OBJECTIVE:
Gather every line of the listing below that contains the word "ibis", and copy each such line in full.

START

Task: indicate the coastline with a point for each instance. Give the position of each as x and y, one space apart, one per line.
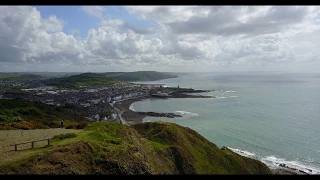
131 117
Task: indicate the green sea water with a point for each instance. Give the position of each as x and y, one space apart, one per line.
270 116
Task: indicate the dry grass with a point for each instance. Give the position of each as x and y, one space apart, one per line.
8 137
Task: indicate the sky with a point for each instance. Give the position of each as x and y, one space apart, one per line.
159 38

END
START

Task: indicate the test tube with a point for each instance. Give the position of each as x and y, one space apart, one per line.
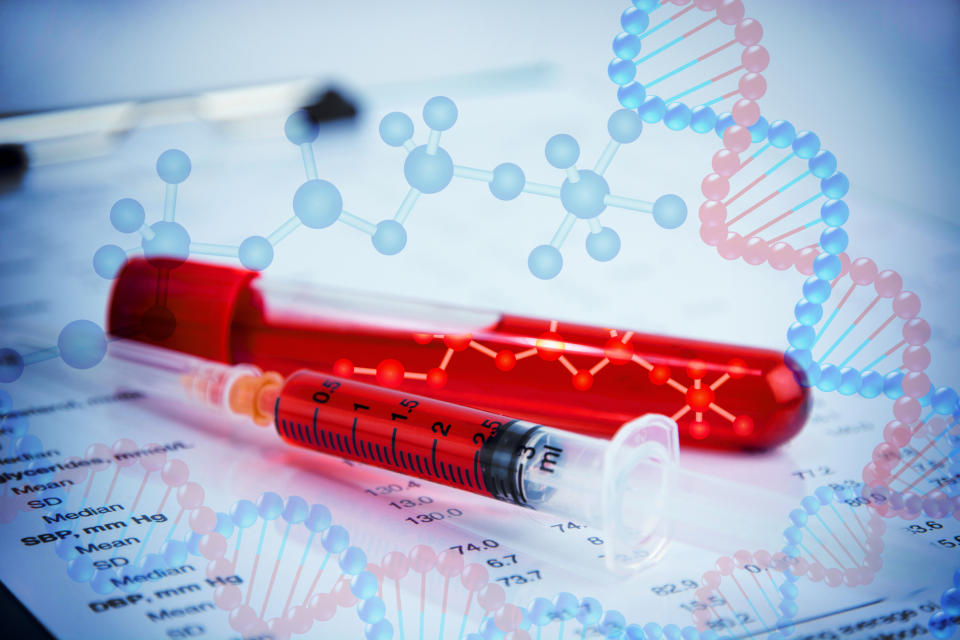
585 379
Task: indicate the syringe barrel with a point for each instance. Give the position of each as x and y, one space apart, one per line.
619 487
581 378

END
START

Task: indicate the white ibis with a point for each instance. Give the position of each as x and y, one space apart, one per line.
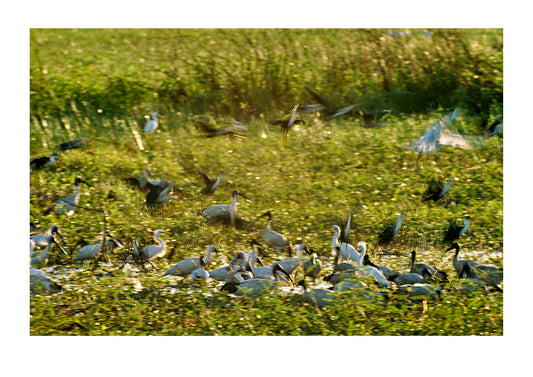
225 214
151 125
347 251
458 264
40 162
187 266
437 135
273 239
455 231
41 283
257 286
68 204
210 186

END

FULL SOLUTION:
Task: indicate the white ibis with a point for each instance. Give the position of each as x and y, one space apart, one per line.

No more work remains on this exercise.